## EXCERPT
---*---

Practically speaking, whilst not much has changed or may not change in the next few months to come, Bristol is starting our own Brexit planning contingencies to ensure that we are as prepared as we possibly can be to support clients and their assignees through the changes which may come about through Brexit. From a client perspective, our advice is as follows:

  • Prepare in advance. Assess the status of any EU/UK nationals currently on assignment and continue to be aware of how their status may change once Brexit becomes a reality
  • Engage with trusted partners to make sure they are providing all of the necessary support for potential future moves to / from the UK. Make sure you have all of the required information about the impacts of Brexit particularly in areas where there may be additional issues (for example Household Goods Management / customs clearances, visa and immigration requirements etc)
  • Advise and reassure transferring assignees and make sure that any additional support and infrastructure is available to support any mobility related challenges.
  • Prepare policies for Brexit related contingencies (for example extended stays in temporary housing, delays to the shipping of household goods or additional costs required in terms of preparing additional visa and immigration paperwork.

Bristol Global Mobility & Brexit

Bristol remains committed to ensuring that we continue to support and assist our clients and make Brexit as “hassle free” as possible.

  • Ensuring that our supply chain is ready to assist and support, both for moves into and out of the UK, but also prepared in the event that there is an increase in mobility to cities which may see an increase in volume (for example Paris, Amsterdam or Frankfurt)

---*---

## DATA PROVIDED

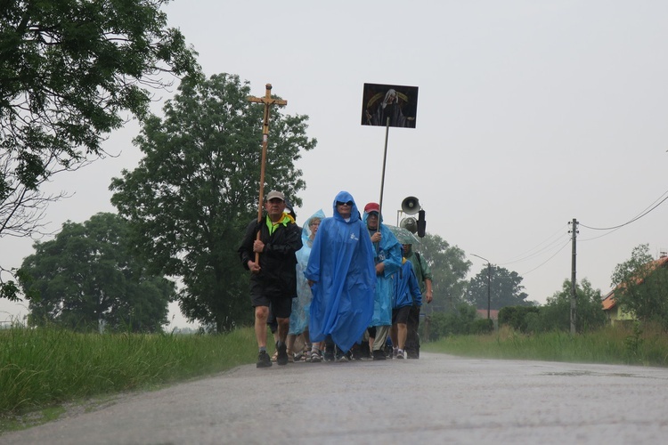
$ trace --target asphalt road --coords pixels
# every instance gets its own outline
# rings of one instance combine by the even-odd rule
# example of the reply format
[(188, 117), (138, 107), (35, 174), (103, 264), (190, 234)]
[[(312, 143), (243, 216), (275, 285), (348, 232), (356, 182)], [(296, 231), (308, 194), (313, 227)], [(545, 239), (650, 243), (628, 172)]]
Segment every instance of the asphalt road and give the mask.
[(665, 443), (668, 369), (462, 359), (242, 366), (2, 444)]

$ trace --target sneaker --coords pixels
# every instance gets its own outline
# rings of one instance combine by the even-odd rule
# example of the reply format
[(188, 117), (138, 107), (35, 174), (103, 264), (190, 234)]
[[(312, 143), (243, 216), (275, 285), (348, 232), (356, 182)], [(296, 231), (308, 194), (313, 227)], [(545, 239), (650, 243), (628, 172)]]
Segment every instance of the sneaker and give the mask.
[(280, 366), (288, 364), (288, 348), (284, 343), (276, 342), (276, 352), (278, 356), (276, 357), (276, 364)]
[(384, 360), (386, 359), (385, 357), (385, 352), (379, 350), (379, 349), (374, 349), (373, 350), (373, 360)]
[(348, 359), (347, 354), (342, 354), (339, 352), (337, 354), (337, 361), (339, 363), (343, 363), (345, 361), (350, 361), (350, 359)]
[(311, 363), (320, 363), (321, 358), (320, 358), (320, 352), (317, 351), (312, 351), (311, 352)]
[(266, 351), (261, 351), (259, 354), (257, 354), (257, 364), (256, 365), (257, 368), (269, 368), (272, 366), (272, 360), (269, 358), (269, 354), (266, 353)]

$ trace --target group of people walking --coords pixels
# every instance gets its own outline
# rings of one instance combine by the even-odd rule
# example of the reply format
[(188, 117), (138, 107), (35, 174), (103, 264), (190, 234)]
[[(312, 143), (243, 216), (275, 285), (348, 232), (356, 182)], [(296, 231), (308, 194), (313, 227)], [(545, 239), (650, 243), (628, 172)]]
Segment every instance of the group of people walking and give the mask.
[(272, 366), (270, 313), (278, 365), (293, 360), (298, 336), (312, 362), (359, 359), (367, 341), (373, 360), (385, 360), (388, 336), (393, 357), (420, 357), (420, 307), (423, 296), (427, 303), (433, 297), (431, 271), (382, 223), (378, 204), (367, 204), (362, 214), (353, 196), (341, 191), (331, 217), (319, 211), (302, 229), (286, 213), (281, 192), (270, 191), (265, 208), (266, 216), (248, 224), (239, 247), (251, 272), (257, 368)]

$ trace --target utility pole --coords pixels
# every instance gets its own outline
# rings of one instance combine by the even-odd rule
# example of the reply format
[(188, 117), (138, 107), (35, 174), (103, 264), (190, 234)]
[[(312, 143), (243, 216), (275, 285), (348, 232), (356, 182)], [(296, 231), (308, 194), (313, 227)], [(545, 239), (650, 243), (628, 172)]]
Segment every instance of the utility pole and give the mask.
[(490, 303), (492, 301), (491, 295), (492, 295), (492, 264), (490, 264), (489, 260), (487, 258), (483, 258), (479, 255), (471, 254), (473, 256), (477, 256), (481, 260), (485, 260), (487, 262), (487, 320), (490, 320)]
[(575, 335), (575, 320), (576, 320), (576, 307), (577, 307), (577, 293), (575, 292), (577, 289), (577, 283), (576, 283), (576, 248), (575, 248), (575, 240), (577, 239), (577, 224), (578, 222), (575, 218), (573, 218), (573, 222), (569, 222), (569, 224), (573, 224), (572, 230), (568, 231), (569, 233), (573, 233), (573, 253), (571, 255), (571, 336)]

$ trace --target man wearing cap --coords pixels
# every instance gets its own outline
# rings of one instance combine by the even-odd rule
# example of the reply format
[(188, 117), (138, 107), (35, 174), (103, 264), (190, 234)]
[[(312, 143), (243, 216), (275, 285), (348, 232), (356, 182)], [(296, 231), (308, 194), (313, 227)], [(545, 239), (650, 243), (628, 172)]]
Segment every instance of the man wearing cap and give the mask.
[(364, 218), (373, 242), (373, 261), (376, 264), (376, 292), (373, 318), (369, 329), (373, 360), (385, 360), (385, 344), (392, 325), (392, 275), (402, 266), (402, 245), (392, 231), (383, 224), (380, 206), (370, 202), (364, 206)]
[[(277, 190), (266, 196), (266, 216), (251, 221), (239, 247), (243, 267), (250, 271), (250, 302), (255, 308), (255, 335), (259, 353), (257, 368), (272, 366), (266, 352), (266, 327), (271, 305), (278, 322), (276, 363), (288, 363), (285, 344), (292, 298), (297, 295), (297, 256), (302, 247), (301, 231), (285, 211), (285, 196)], [(259, 237), (258, 237), (259, 233)], [(256, 262), (256, 255), (258, 261)]]
[[(415, 277), (420, 284), (420, 291), (424, 295), (427, 303), (430, 303), (434, 298), (431, 286), (431, 269), (427, 261), (413, 251), (411, 244), (403, 245), (403, 255), (411, 262), (415, 272)], [(406, 336), (406, 358), (420, 359), (420, 306), (413, 304), (408, 313), (407, 336)]]

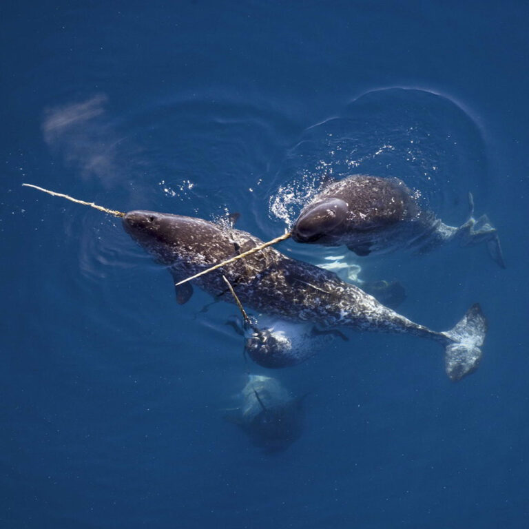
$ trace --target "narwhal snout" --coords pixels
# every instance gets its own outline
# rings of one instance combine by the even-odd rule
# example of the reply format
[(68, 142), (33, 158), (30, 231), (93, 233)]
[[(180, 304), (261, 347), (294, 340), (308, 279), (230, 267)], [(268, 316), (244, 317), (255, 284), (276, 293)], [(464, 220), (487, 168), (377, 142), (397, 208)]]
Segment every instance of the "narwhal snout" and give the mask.
[(302, 213), (292, 228), (297, 242), (314, 242), (340, 226), (346, 218), (347, 204), (333, 198)]

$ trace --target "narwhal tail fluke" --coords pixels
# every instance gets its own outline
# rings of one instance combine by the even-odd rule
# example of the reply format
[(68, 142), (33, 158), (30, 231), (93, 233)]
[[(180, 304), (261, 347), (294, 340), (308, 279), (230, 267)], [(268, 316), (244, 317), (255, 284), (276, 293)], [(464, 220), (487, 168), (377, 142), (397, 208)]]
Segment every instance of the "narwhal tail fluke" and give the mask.
[(459, 380), (477, 369), (486, 331), (485, 316), (476, 303), (453, 329), (442, 333), (448, 339), (444, 362), (446, 374), (451, 380)]

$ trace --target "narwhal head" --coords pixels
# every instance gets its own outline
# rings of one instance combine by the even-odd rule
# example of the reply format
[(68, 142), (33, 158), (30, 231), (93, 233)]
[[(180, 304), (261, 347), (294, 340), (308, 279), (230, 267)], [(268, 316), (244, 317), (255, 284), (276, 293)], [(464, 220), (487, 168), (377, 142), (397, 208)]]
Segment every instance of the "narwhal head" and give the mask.
[(192, 231), (189, 219), (156, 211), (129, 211), (123, 218), (123, 229), (140, 246), (162, 264), (172, 264), (178, 249)]
[(292, 227), (297, 242), (318, 242), (333, 235), (345, 222), (347, 203), (341, 198), (329, 198), (306, 207)]

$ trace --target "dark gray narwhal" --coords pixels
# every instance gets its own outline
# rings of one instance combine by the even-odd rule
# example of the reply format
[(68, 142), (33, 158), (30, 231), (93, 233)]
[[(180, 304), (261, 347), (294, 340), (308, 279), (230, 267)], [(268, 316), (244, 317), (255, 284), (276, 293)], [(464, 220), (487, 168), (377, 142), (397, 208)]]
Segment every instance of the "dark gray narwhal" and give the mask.
[[(123, 227), (179, 281), (260, 245), (250, 234), (226, 228), (200, 218), (154, 211), (130, 211)], [(336, 274), (291, 259), (271, 247), (202, 276), (194, 283), (211, 295), (229, 302), (234, 298), (225, 276), (245, 307), (293, 322), (315, 324), (323, 329), (350, 327), (359, 331), (407, 333), (428, 338), (445, 349), (448, 375), (458, 380), (476, 369), (486, 331), (478, 304), (468, 311), (450, 331), (436, 332), (414, 323), (380, 303), (362, 289), (342, 281)], [(179, 303), (192, 295), (189, 282), (176, 287)], [(267, 348), (253, 357), (270, 363)], [(273, 358), (275, 366), (302, 362), (299, 348), (285, 349)]]
[(240, 396), (242, 405), (225, 419), (240, 426), (254, 446), (267, 453), (279, 452), (301, 437), (306, 395), (292, 398), (276, 379), (249, 375)]
[(471, 194), (469, 200), (468, 220), (454, 227), (422, 209), (402, 180), (355, 174), (328, 184), (303, 208), (292, 238), (298, 242), (345, 245), (358, 256), (402, 248), (424, 253), (453, 240), (461, 246), (486, 242), (492, 259), (505, 268), (497, 230), (486, 215), (474, 218)]

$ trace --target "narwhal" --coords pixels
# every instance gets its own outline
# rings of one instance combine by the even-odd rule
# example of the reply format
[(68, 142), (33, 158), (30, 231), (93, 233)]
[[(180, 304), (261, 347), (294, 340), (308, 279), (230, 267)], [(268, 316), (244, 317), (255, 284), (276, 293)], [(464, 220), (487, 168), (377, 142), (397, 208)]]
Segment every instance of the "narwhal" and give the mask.
[(225, 419), (238, 426), (254, 446), (266, 453), (278, 452), (301, 437), (305, 395), (292, 398), (275, 378), (249, 375), (240, 397), (241, 405)]
[[(406, 333), (433, 340), (444, 348), (445, 368), (452, 380), (459, 380), (478, 366), (486, 324), (477, 304), (452, 329), (437, 332), (385, 307), (333, 272), (287, 257), (270, 247), (273, 242), (264, 244), (246, 231), (181, 215), (141, 210), (127, 214), (105, 211), (121, 216), (125, 231), (167, 267), (180, 304), (193, 293), (190, 282), (183, 282), (186, 279), (229, 258), (246, 256), (223, 265), (221, 271), (216, 269), (196, 277), (193, 280), (195, 284), (218, 299), (234, 302), (224, 276), (244, 307), (258, 313), (293, 322), (315, 324), (323, 329), (349, 327)], [(248, 255), (257, 247), (260, 248), (258, 251)], [(253, 360), (267, 365), (267, 351), (262, 348)], [(274, 359), (275, 366), (304, 360), (297, 350), (290, 351), (285, 352), (284, 357)]]
[(448, 226), (422, 208), (402, 180), (355, 174), (328, 183), (302, 209), (292, 227), (298, 242), (346, 245), (358, 256), (410, 249), (423, 253), (457, 241), (461, 246), (486, 242), (489, 253), (505, 268), (497, 231), (486, 215), (470, 214), (459, 227)]

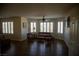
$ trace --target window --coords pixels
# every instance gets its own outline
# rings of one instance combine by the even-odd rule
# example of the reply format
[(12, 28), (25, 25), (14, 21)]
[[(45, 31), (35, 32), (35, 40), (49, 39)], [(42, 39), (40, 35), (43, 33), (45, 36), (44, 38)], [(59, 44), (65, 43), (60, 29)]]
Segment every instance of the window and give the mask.
[(36, 22), (31, 22), (30, 23), (31, 27), (31, 32), (36, 32)]
[(53, 32), (53, 22), (41, 22), (40, 32)]
[(58, 22), (58, 33), (63, 33), (63, 21)]
[(13, 22), (2, 22), (3, 33), (13, 34)]

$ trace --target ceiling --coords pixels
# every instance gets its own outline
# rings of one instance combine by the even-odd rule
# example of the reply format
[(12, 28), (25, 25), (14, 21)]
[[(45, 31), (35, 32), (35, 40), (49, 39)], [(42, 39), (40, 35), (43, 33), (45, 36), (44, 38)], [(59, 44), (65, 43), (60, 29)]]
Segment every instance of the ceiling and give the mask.
[(60, 17), (70, 11), (75, 4), (68, 3), (11, 3), (0, 4), (0, 16), (49, 16)]

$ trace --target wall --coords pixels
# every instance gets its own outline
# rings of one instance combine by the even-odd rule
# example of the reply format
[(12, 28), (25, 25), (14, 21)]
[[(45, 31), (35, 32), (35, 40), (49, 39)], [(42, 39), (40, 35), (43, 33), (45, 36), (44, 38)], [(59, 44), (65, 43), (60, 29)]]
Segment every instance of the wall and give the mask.
[(69, 55), (79, 55), (79, 5), (74, 6), (66, 16), (70, 16), (70, 27), (65, 28), (65, 42)]

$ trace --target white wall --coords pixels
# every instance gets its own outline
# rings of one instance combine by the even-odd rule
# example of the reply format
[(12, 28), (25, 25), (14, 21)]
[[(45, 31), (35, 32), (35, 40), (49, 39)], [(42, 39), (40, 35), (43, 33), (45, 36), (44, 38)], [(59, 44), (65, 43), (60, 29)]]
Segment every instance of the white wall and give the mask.
[(70, 16), (70, 27), (65, 28), (65, 42), (69, 55), (79, 55), (79, 6), (72, 8), (66, 16)]

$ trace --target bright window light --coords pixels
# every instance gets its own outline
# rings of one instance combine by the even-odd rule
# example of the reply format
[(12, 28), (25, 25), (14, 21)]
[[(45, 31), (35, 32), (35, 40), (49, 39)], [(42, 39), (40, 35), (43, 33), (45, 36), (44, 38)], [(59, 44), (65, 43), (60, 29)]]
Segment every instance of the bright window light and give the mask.
[(31, 22), (30, 23), (31, 27), (31, 32), (36, 32), (36, 22)]
[(58, 33), (63, 33), (63, 21), (58, 22)]

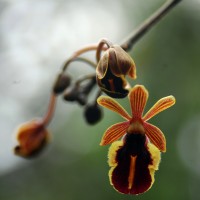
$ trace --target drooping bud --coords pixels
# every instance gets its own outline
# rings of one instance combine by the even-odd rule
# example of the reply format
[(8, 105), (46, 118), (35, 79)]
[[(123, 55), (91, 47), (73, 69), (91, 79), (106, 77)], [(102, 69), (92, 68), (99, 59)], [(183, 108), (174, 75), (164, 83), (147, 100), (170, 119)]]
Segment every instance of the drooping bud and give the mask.
[(41, 120), (35, 119), (22, 124), (17, 130), (19, 145), (14, 149), (16, 155), (30, 158), (45, 147), (49, 139), (49, 132)]
[(74, 84), (69, 87), (64, 94), (64, 100), (66, 101), (77, 101), (80, 105), (85, 105), (87, 103), (88, 94), (91, 92), (92, 88), (95, 86), (96, 78), (89, 80), (87, 84)]
[(54, 94), (62, 93), (71, 83), (71, 77), (66, 74), (59, 74), (53, 86)]
[(97, 65), (97, 83), (110, 97), (124, 98), (130, 89), (126, 75), (136, 78), (135, 63), (120, 46), (113, 45), (105, 51)]
[(85, 107), (84, 116), (88, 124), (96, 124), (102, 118), (102, 109), (97, 103), (89, 104)]

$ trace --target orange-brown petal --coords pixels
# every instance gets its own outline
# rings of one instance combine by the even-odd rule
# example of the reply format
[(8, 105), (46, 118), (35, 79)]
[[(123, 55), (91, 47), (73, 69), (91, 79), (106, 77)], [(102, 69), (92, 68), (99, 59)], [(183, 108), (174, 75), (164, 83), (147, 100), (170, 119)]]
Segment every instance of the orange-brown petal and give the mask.
[(137, 119), (142, 117), (147, 99), (148, 91), (143, 85), (136, 85), (129, 92), (129, 101), (133, 118)]
[(175, 104), (175, 102), (176, 102), (176, 100), (172, 95), (160, 99), (145, 114), (145, 116), (143, 117), (143, 120), (147, 121), (147, 120), (151, 119), (153, 116), (157, 115), (159, 112), (162, 112), (163, 110), (173, 106)]
[(166, 139), (163, 132), (156, 126), (144, 122), (145, 134), (149, 140), (162, 152), (166, 151)]
[(97, 102), (99, 105), (118, 113), (124, 119), (126, 119), (126, 120), (131, 119), (130, 115), (126, 112), (126, 110), (119, 103), (117, 103), (117, 101), (115, 101), (114, 99), (112, 99), (110, 97), (106, 97), (106, 96), (100, 96), (97, 99)]
[(15, 147), (15, 154), (30, 158), (38, 154), (46, 145), (49, 133), (40, 120), (32, 120), (22, 124), (17, 131), (19, 145)]
[(120, 122), (110, 126), (104, 133), (100, 145), (107, 145), (122, 137), (129, 126), (129, 122)]

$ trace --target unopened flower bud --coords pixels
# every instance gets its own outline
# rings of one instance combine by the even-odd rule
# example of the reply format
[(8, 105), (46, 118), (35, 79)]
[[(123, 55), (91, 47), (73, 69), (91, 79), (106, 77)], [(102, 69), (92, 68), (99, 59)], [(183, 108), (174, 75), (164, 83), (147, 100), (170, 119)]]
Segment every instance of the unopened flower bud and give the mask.
[(49, 132), (41, 120), (32, 120), (22, 124), (17, 130), (19, 145), (15, 147), (15, 154), (30, 158), (45, 147), (49, 139)]
[(64, 93), (64, 100), (66, 101), (76, 101), (78, 95), (78, 88), (76, 85), (69, 87)]
[(98, 104), (89, 104), (85, 107), (84, 116), (88, 124), (96, 124), (102, 118), (102, 109)]
[(136, 67), (132, 58), (120, 46), (108, 48), (96, 68), (99, 87), (113, 98), (124, 98), (129, 93), (128, 75), (136, 78)]
[(66, 74), (59, 74), (53, 87), (55, 94), (62, 93), (71, 83), (71, 77)]

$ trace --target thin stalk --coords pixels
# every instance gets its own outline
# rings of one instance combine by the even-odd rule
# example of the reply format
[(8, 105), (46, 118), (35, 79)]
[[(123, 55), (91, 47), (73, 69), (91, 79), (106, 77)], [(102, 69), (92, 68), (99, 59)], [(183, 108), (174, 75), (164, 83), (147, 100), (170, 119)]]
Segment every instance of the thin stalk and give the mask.
[(44, 126), (47, 126), (50, 123), (51, 119), (53, 118), (53, 114), (54, 114), (55, 107), (56, 107), (56, 99), (57, 99), (57, 96), (54, 93), (51, 93), (51, 97), (49, 100), (49, 106), (48, 106), (47, 112), (44, 115), (43, 121), (42, 121)]
[(136, 28), (121, 44), (125, 51), (131, 50), (133, 45), (144, 36), (157, 22), (159, 22), (173, 7), (181, 0), (166, 1), (155, 13), (146, 19), (138, 28)]

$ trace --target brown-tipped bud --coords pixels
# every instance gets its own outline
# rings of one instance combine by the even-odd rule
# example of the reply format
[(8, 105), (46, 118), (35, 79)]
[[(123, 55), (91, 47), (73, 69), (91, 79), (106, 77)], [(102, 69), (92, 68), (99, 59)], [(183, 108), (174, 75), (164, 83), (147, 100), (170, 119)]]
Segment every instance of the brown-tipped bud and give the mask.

---*---

## DIRECTIVES
1. Set down the Brexit excerpt word for word, everything from "Bristol Global Mobility" down to "Amsterdam or Frankfurt)".
2. How many lines in the listing contain the string "tail", counting case as significant? Reply with the number alone.

## PROBLEM SOLUTIONS
1.
Bristol Global Mobility & Brexit

Bristol remains committed to ensuring that we continue to support and assist our clients and make Brexit as “hassle free” as possible.

  • Ensuring that our supply chain is ready to assist and support, both for moves into and out of the UK, but also prepared in the event that there is an increase in mobility to cities which may see an increase in volume (for example Paris, Amsterdam or Frankfurt)

2. 2